● **Given passage**
Dose #186: How to Use Discounts, Gifts, and Promotions Without Killing Your LTV

The ROI of Discounts, Gifts, and Promotions

Matt here with your weekly Subscription Prescription đź’Š

Discounts. Sales. We talk all the time about ways to get and keep subscribers, but in this week’s dose, we dive into the right places (and right times) for discounts, gifts, and promotions. From acquisition to cancel surveys, and even special promotions, we cover it all.

This week’s dose is a nice long rant where I talk about discounts, promotions, and special offers. Take a listen (or watch) on your favorite platform:

The ROI of Discounts, Gifts, and Promotions

This time of year, a lot of subscription brands are ramping up their marketing calendars and scrambling to find the right combination of incentives to drive growth. I’ve had more conversations than I can count lately about what “works” when it comes to offers: Should we use a discount? Add a gift? Run a flash sale for January?

Here’s what I tell people: it’s not about what works, but what works for the type of subscriber you're trying to attract - and how you want them to behave later.

Here are three key principles I keep coming back to when planning offers for subscription brands:

1. Big discounts convert, but value-based bundles retain

Discounts are one of the easiest tools in the toolkit for getting someone to start a subscription. But the real problem isn’t conversion, it’s what happens after. When you use deep discounts to acquire subscribers, you tend to attract price-sensitive buyers who cancel quickly and don’t have much brand loyalty.

I’ve seen brands have more success reframing their offers around value instead of just price. That means things like:

  • Buy two, get one free

  • 3-month supply at a 20% savings

  • “Family packs” or multi-user bundles

These value-seeking customers behave differently. They’re more likely to commit upfront, and their LTV tends to be higher because they weren’t just chasing a one-time deal.

● **Extracted material**
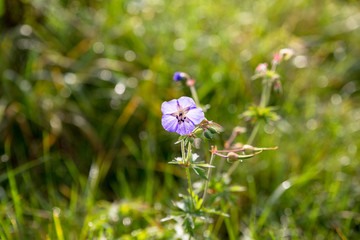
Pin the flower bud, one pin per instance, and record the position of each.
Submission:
(232, 156)
(212, 130)
(180, 76)
(208, 134)
(190, 82)
(286, 53)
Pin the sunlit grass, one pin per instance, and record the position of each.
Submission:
(83, 152)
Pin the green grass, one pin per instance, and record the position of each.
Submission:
(79, 161)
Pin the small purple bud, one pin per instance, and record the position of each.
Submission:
(180, 76)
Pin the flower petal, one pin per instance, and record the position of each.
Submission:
(186, 102)
(169, 123)
(185, 128)
(169, 107)
(196, 115)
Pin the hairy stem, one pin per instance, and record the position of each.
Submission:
(186, 160)
(190, 188)
(207, 181)
(194, 94)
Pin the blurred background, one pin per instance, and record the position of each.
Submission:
(84, 155)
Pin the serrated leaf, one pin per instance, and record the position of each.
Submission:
(203, 165)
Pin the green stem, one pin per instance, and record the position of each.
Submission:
(186, 160)
(194, 94)
(249, 142)
(190, 188)
(207, 181)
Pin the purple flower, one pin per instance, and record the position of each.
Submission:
(179, 76)
(181, 115)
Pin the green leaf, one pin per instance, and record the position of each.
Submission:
(237, 188)
(199, 171)
(203, 165)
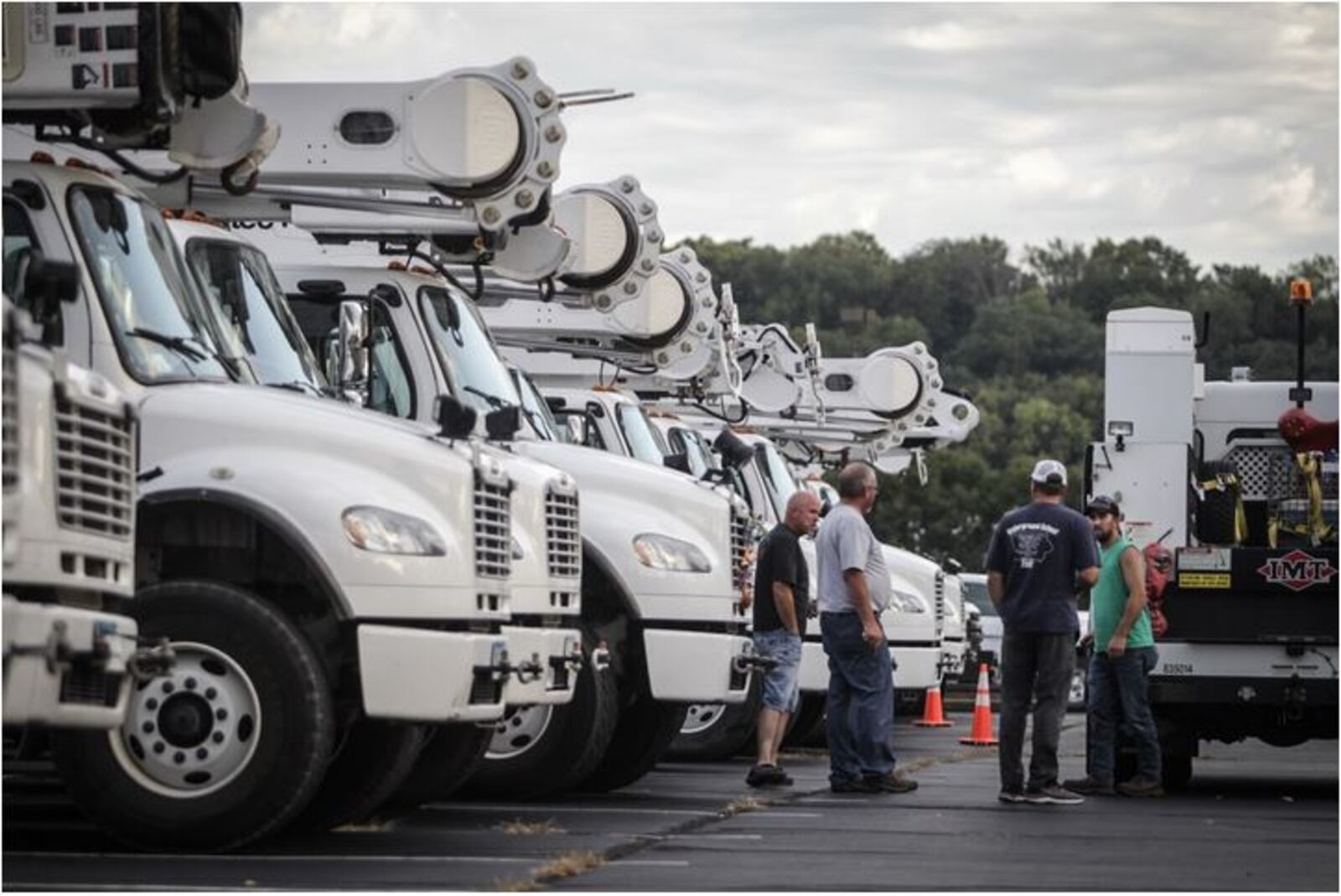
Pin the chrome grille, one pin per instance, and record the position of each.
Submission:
(940, 601)
(493, 530)
(96, 469)
(739, 549)
(562, 536)
(10, 435)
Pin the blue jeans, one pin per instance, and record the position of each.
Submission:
(1117, 692)
(862, 701)
(781, 683)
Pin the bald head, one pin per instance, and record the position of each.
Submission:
(802, 513)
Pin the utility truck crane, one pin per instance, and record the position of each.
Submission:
(1230, 489)
(660, 570)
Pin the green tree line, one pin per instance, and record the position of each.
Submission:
(1023, 339)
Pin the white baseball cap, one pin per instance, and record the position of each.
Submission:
(1049, 471)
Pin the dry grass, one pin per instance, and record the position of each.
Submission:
(743, 805)
(523, 828)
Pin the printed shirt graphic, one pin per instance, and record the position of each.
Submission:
(1038, 549)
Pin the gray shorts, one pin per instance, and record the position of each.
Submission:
(781, 683)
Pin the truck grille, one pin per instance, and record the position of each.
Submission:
(10, 435)
(739, 549)
(940, 601)
(562, 536)
(493, 530)
(96, 469)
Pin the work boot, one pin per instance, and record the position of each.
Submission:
(1052, 795)
(1142, 786)
(892, 782)
(1090, 786)
(768, 775)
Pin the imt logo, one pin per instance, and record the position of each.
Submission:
(1297, 570)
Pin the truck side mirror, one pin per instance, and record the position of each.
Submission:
(352, 359)
(453, 419)
(503, 422)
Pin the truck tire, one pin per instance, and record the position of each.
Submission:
(1177, 769)
(447, 761)
(641, 738)
(808, 723)
(1215, 513)
(714, 731)
(541, 750)
(225, 748)
(370, 764)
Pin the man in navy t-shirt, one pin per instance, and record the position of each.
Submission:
(1041, 557)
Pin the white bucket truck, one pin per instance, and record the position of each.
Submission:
(303, 589)
(1229, 487)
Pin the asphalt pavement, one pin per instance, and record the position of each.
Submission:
(1256, 817)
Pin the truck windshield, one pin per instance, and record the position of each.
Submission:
(246, 294)
(466, 350)
(152, 308)
(536, 412)
(976, 594)
(637, 432)
(778, 478)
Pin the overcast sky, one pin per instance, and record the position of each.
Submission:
(1213, 127)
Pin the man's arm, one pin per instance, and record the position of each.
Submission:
(996, 587)
(1133, 574)
(786, 603)
(860, 590)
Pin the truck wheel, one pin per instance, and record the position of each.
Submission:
(1177, 770)
(1215, 513)
(225, 748)
(714, 731)
(806, 722)
(641, 738)
(447, 761)
(370, 764)
(541, 750)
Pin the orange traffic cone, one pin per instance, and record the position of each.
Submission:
(934, 714)
(982, 734)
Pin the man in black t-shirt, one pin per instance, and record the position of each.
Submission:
(782, 598)
(1041, 556)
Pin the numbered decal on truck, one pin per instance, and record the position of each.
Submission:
(1297, 570)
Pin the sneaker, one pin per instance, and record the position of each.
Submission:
(768, 775)
(1140, 786)
(891, 784)
(853, 785)
(1090, 786)
(1053, 795)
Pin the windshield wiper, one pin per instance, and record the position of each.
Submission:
(494, 400)
(176, 344)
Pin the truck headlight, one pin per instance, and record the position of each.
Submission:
(905, 603)
(663, 552)
(386, 531)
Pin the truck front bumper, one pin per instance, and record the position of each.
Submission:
(422, 675)
(697, 667)
(66, 667)
(545, 664)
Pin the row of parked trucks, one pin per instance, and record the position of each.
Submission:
(305, 514)
(287, 536)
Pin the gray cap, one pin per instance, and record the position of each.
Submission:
(1049, 471)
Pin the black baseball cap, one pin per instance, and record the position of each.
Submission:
(1103, 505)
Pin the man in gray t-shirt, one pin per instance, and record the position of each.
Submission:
(853, 589)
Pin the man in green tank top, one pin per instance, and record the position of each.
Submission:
(1124, 655)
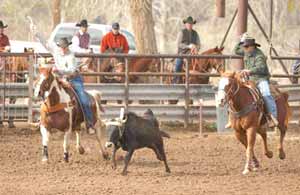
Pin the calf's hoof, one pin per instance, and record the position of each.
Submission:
(269, 154)
(105, 155)
(66, 157)
(45, 159)
(282, 154)
(81, 150)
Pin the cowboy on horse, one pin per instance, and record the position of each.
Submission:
(188, 42)
(4, 41)
(66, 66)
(81, 43)
(256, 70)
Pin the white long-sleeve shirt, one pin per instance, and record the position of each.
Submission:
(75, 45)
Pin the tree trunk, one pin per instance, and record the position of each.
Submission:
(56, 12)
(143, 26)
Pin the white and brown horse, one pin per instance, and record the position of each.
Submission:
(61, 110)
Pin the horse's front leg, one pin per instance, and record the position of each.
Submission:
(45, 140)
(251, 136)
(80, 149)
(263, 134)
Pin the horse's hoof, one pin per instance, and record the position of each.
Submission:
(105, 155)
(44, 159)
(246, 171)
(269, 154)
(11, 126)
(66, 157)
(282, 154)
(124, 173)
(81, 150)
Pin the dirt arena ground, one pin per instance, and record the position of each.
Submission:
(199, 165)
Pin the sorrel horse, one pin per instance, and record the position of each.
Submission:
(61, 110)
(247, 116)
(15, 72)
(205, 65)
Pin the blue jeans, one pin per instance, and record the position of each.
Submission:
(84, 99)
(264, 89)
(178, 68)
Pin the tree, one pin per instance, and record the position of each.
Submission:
(143, 26)
(56, 13)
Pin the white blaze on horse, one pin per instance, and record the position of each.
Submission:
(61, 110)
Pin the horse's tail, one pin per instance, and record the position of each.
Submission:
(97, 96)
(288, 109)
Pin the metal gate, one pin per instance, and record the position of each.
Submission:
(15, 87)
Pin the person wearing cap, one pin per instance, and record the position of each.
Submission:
(81, 43)
(114, 41)
(66, 66)
(256, 68)
(4, 41)
(188, 42)
(81, 39)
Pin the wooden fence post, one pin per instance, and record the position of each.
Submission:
(30, 87)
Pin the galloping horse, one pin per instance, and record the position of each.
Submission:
(15, 67)
(61, 110)
(247, 111)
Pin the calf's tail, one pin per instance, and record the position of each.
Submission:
(164, 134)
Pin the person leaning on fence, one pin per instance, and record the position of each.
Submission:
(256, 70)
(81, 43)
(115, 42)
(188, 42)
(4, 40)
(296, 71)
(4, 47)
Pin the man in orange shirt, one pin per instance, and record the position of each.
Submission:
(114, 41)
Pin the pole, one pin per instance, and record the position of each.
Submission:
(200, 117)
(220, 5)
(30, 88)
(228, 29)
(187, 94)
(269, 41)
(242, 23)
(126, 85)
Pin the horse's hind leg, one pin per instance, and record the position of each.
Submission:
(263, 134)
(45, 140)
(251, 136)
(80, 149)
(282, 130)
(99, 137)
(66, 145)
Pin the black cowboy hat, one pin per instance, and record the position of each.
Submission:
(189, 20)
(115, 26)
(249, 42)
(82, 23)
(2, 25)
(63, 43)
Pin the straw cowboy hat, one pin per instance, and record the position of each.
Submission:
(2, 25)
(82, 23)
(189, 20)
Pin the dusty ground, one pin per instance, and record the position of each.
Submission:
(206, 165)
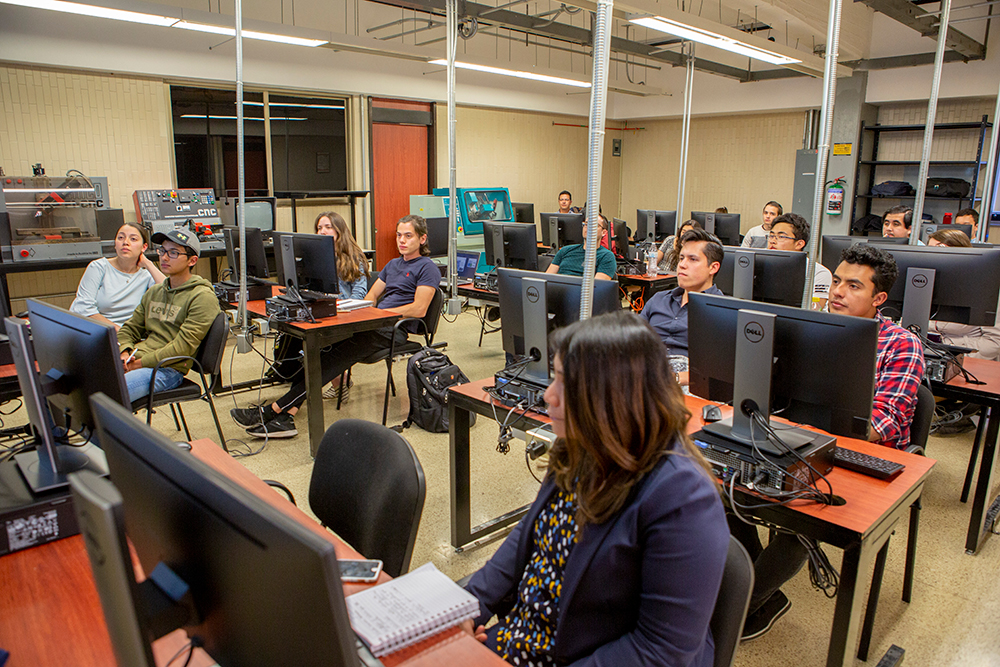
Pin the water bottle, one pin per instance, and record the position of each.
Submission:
(651, 266)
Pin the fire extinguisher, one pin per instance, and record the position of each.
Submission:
(835, 197)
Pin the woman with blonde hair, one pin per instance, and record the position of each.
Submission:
(619, 559)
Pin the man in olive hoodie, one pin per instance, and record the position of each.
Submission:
(171, 319)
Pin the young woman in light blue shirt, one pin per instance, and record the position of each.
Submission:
(111, 287)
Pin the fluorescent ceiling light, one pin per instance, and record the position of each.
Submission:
(515, 73)
(693, 34)
(249, 34)
(194, 115)
(94, 10)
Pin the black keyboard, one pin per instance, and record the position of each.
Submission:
(865, 464)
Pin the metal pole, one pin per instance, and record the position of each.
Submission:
(925, 156)
(241, 313)
(598, 97)
(985, 204)
(454, 305)
(823, 148)
(685, 132)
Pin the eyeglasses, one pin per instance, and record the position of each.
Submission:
(173, 253)
(775, 236)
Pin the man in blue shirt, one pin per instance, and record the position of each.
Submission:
(406, 285)
(699, 261)
(569, 260)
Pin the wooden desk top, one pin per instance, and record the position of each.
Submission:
(51, 613)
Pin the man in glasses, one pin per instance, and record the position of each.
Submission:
(791, 232)
(171, 319)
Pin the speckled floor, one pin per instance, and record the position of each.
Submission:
(954, 618)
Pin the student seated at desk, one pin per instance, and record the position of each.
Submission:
(171, 319)
(619, 559)
(406, 285)
(700, 258)
(860, 285)
(112, 287)
(569, 259)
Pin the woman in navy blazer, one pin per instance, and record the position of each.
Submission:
(619, 559)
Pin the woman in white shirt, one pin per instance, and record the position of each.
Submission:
(112, 287)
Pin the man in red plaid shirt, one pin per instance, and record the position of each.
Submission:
(860, 285)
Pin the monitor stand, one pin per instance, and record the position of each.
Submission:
(752, 387)
(40, 475)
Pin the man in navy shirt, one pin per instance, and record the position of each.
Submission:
(700, 259)
(406, 286)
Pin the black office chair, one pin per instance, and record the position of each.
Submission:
(920, 428)
(732, 604)
(208, 362)
(426, 326)
(368, 487)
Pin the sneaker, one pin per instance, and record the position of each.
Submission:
(762, 620)
(281, 426)
(252, 416)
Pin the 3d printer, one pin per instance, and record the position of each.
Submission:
(44, 218)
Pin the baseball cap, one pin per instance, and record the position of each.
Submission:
(181, 237)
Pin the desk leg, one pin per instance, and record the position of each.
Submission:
(314, 392)
(846, 614)
(984, 484)
(461, 513)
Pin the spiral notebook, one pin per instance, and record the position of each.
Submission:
(409, 609)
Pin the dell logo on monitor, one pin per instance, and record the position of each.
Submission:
(754, 332)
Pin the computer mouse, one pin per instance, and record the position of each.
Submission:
(711, 413)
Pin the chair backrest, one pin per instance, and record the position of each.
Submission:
(731, 605)
(213, 346)
(923, 414)
(368, 487)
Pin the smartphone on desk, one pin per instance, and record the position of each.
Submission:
(363, 571)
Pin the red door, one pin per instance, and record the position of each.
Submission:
(400, 166)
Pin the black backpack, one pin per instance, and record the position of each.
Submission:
(429, 373)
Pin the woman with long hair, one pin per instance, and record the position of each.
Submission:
(111, 287)
(619, 559)
(352, 266)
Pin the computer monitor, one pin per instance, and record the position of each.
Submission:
(561, 229)
(307, 261)
(780, 358)
(653, 225)
(511, 244)
(555, 302)
(256, 255)
(523, 212)
(724, 225)
(262, 588)
(947, 284)
(437, 236)
(759, 274)
(76, 357)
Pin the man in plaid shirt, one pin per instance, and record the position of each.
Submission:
(860, 285)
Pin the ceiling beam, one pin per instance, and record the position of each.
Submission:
(923, 22)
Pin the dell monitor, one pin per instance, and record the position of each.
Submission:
(307, 261)
(654, 226)
(758, 274)
(523, 212)
(528, 317)
(724, 225)
(511, 244)
(947, 284)
(781, 358)
(437, 236)
(561, 229)
(262, 588)
(256, 256)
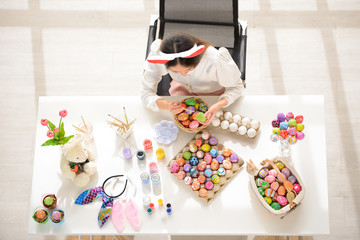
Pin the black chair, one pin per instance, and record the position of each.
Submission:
(215, 21)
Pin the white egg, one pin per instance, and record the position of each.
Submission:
(233, 127)
(251, 132)
(236, 118)
(242, 130)
(254, 124)
(245, 121)
(215, 122)
(219, 113)
(225, 124)
(228, 116)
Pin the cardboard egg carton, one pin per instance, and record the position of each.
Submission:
(239, 123)
(223, 179)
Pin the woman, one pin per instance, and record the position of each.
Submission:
(197, 69)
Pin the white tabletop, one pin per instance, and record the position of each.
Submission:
(235, 211)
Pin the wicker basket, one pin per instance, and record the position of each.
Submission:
(270, 164)
(190, 130)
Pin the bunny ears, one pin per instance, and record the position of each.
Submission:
(166, 57)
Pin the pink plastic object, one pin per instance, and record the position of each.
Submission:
(132, 214)
(117, 216)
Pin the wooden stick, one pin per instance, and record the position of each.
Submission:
(84, 122)
(79, 129)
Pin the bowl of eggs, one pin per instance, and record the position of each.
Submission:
(192, 117)
(237, 124)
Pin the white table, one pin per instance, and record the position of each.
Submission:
(235, 211)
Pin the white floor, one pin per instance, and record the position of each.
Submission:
(93, 47)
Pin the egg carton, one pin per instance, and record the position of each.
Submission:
(223, 179)
(254, 173)
(221, 116)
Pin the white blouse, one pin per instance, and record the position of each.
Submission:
(215, 70)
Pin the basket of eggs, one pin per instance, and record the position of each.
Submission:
(192, 117)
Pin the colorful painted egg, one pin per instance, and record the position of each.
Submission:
(199, 142)
(263, 172)
(202, 166)
(188, 180)
(292, 179)
(206, 147)
(273, 172)
(274, 186)
(270, 178)
(300, 135)
(292, 123)
(284, 126)
(214, 165)
(261, 191)
(215, 179)
(220, 158)
(299, 119)
(181, 175)
(187, 155)
(213, 141)
(227, 164)
(283, 134)
(226, 152)
(280, 165)
(281, 190)
(234, 158)
(268, 200)
(281, 200)
(193, 148)
(194, 173)
(181, 162)
(300, 127)
(202, 179)
(208, 158)
(187, 167)
(269, 193)
(221, 172)
(297, 188)
(274, 137)
(209, 185)
(281, 117)
(200, 154)
(203, 193)
(208, 173)
(194, 161)
(195, 185)
(213, 152)
(175, 167)
(275, 123)
(286, 172)
(275, 205)
(289, 116)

● **Set task**
Return the complete newsletter on discounts, gifts, and promotions for subscription brands, reproducing it word for word with nothing changed.

● **Exercise output**
Dose #186: How to Use Discounts, Gifts, and Promotions Without Killing Your LTV

The ROI of Discounts, Gifts, and Promotions

Matt here with your weekly Subscription Prescription đź’Š

Discounts. Sales. We talk all the time about ways to get and keep subscribers, but in this week’s dose, we dive into the right places (and right times) for discounts, gifts, and promotions. From acquisition to cancel surveys, and even special promotions, we cover it all.

This week’s dose is a nice long rant where I talk about discounts, promotions, and special offers. Take a listen (or watch) on your favorite platform:

The ROI of Discounts, Gifts, and Promotions

This time of year, a lot of subscription brands are ramping up their marketing calendars and scrambling to find the right combination of incentives to drive growth. I’ve had more conversations than I can count lately about what “works” when it comes to offers: Should we use a discount? Add a gift? Run a flash sale for January?

Here’s what I tell people: it’s not about what works, but what works for the type of subscriber you're trying to attract - and how you want them to behave later.

Here are three key principles I keep coming back to when planning offers for subscription brands:

1. Big discounts convert, but value-based bundles retain

Discounts are one of the easiest tools in the toolkit for getting someone to start a subscription. But the real problem isn’t conversion, it’s what happens after. When you use deep discounts to acquire subscribers, you tend to attract price-sensitive buyers who cancel quickly and don’t have much brand loyalty.

I’ve seen brands have more success reframing their offers around value instead of just price. That means things like:

  • Buy two, get one free

  • 3-month supply at a 20% savings

  • “Family packs” or multi-user bundles

These value-seeking customers behave differently. They’re more likely to commit upfront, and their LTV tends to be higher because they weren’t just chasing a one-time deal.